The Third Brigade fell back for over a month engaging in skirmishes around Hatcher's Run, Halifax road, and Rowanty Creek as part of the Richmond Campaign. Major operations resumed on March 31, 1865, when Gwyn led the Third Brigade in the Battle of White Oak Road, and eventually on to Five Forks, Dinwiddie County, Virginia. The Third Brigade took part in the Battle of Five Forks on April 1, 1865.

A charge led by Gwyn resulted in the capture of two strategic positions and a large number prisoners. Gwyn was later appointed brevet major general for his efforts during the battle. On January 13, 1869, President Andrew Johnson nominated Gwyn for appointment to the grade of brevet major general of volunteers, to rank from April 1, 1865, and the U.S. Senate confirmed the appointment on February 16, 1869.

Gwyn and the 118th pushed onwards, pressing the retreating Confederate troops during the Battle of Appomattox Court House, one of the last major battles of the Civil War. At the Appomattox Court House, on April 9, 1865, Robert E. Lee surrendered to Ulysses S. Grant, thus ending the Civil War. The 118th was present to witness the surrender and escorted the Confederate soldier that carried the truce flag. With the hostilities subsided, Gwyn filed a report concerning the skirmish at White Oak Road on April 14, 1865. A few weeks later on April 27, 1865, Brevet Major General Ayres advocated that Gwyn receive a promotion on account of his "zeal and good conduct" from March 29 to April 9 of that year.

Gwyn led the Third Brigade to Washington, D.C., for the Grand Review of the Armies, which took place on May 23 and 24, 1865. They arrived in Washington early by May 21 to attend roll-call with the rest of the Fifth Army Corps. According to the New York Times, Gwyn was listed at the Headquarters Army of the Potomac as "Third Brigade, Brevet Brig.-Gen. James Gwyn, commanding—190th Pennsylvania, Col. W.R. Hartshorne; 210th Pennsylvania, Major J.H. Graves; 4th Delaware, Brevet Lieut-Col. M.B. Gist; 3d Delaware, Capt. D.D. Joseph; 8th Delaware, Capt. John Richards; 191st Pennsylvania, Col. James Carle."

On June 5, 1865, the 118th Regiment was officially mustered out of service by the United States Department of War. On June 9, a large banquet was prepared in their honor by the Corn Exchange, the same bank that offered the initial payments for recruits to join years before, at Sansom Street Hall for the members of the former 118th Regiment, who had returned to Philadelphia. According to his obituary, Gwyn was offered a position as a lieutenant in the regular army by President Andrew Johnson, but instead chose to return to civilian life.

==Post Civil War==
Following the conclusion of the Civil War, Gwyn resumed the life he had left behind in 1861. He returned home to his wife Margaret and daughters Elizabeth and Matilda, now five years older than the last time he saw them. He applied for his military pension on October 6, 1866. Though Gwyn served in positions with a difficulty as high as major general, because he was only brevet, the payment he received would be reduced to the level of his highest non-brevet rank; which would be colonel, the position he effectively gave up on October 14, 1864.

----

• [What you will do] Please reproduce the Gwyn passage from "Gwyn and the" to "of that year.", word for word. The items that follow have no connection to the passage on James Gwyn.

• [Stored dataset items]
----

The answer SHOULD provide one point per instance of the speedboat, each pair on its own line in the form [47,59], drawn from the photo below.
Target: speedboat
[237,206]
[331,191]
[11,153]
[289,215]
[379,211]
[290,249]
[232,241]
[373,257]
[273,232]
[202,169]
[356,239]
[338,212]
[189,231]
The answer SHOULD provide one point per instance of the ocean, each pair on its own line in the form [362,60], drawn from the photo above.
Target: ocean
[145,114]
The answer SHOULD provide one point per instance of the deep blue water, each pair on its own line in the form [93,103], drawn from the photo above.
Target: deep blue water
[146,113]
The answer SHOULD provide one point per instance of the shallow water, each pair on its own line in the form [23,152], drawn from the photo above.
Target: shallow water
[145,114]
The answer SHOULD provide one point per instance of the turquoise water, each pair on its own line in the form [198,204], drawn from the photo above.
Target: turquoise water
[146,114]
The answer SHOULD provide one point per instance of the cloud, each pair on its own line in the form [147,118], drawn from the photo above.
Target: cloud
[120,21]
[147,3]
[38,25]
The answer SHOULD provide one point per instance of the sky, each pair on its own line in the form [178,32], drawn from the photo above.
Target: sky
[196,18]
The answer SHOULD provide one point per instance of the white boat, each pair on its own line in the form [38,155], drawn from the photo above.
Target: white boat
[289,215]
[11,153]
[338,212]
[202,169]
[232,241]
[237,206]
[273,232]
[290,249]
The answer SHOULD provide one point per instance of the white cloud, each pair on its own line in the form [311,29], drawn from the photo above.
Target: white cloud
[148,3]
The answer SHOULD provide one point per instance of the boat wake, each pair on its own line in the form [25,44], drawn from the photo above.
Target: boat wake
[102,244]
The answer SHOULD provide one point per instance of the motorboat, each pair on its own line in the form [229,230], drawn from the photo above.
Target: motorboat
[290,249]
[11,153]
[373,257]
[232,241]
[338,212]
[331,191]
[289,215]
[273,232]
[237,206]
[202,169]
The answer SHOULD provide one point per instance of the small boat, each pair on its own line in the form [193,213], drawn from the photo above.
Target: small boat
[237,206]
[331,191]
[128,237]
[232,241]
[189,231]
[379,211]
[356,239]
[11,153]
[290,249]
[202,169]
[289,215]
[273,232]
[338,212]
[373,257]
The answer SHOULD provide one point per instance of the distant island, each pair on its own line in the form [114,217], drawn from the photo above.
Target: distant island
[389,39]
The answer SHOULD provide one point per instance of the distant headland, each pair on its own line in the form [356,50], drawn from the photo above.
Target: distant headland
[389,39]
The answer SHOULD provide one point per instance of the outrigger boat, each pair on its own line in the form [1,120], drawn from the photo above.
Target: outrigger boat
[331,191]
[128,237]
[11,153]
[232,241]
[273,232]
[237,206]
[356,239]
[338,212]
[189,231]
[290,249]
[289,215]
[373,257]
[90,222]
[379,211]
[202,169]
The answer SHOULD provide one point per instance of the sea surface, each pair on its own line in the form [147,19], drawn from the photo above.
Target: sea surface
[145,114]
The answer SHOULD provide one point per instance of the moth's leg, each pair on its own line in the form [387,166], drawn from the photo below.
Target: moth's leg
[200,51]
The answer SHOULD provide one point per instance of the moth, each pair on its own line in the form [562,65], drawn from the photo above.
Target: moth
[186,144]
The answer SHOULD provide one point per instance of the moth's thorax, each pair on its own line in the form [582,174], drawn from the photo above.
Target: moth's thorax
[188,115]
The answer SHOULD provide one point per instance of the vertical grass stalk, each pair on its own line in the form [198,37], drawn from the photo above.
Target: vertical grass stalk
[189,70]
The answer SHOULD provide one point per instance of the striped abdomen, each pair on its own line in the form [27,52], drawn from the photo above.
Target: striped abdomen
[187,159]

----

• [Response]
Gwyn and the 118th pushed onwards, pressing the retreating Confederate troops during the Battle of Appomattox Court House, one of the last major battles of the Civil War. At the Appomattox Court House, on April 9, 1865, Robert E. Lee surrendered to Ulysses S. Grant, thus ending the Civil War. The 118th was present to witness the surrender and escorted the Confederate soldier that carried the truce flag. With the hostilities subsided, Gwyn filed a report concerning the skirmish at White Oak Road on April 14, 1865. A few weeks later on April 27, 1865, Brevet Major General Ayres advocated that Gwyn receive a promotion on account of his "zeal and good conduct" from March 29 to April 9 of that year.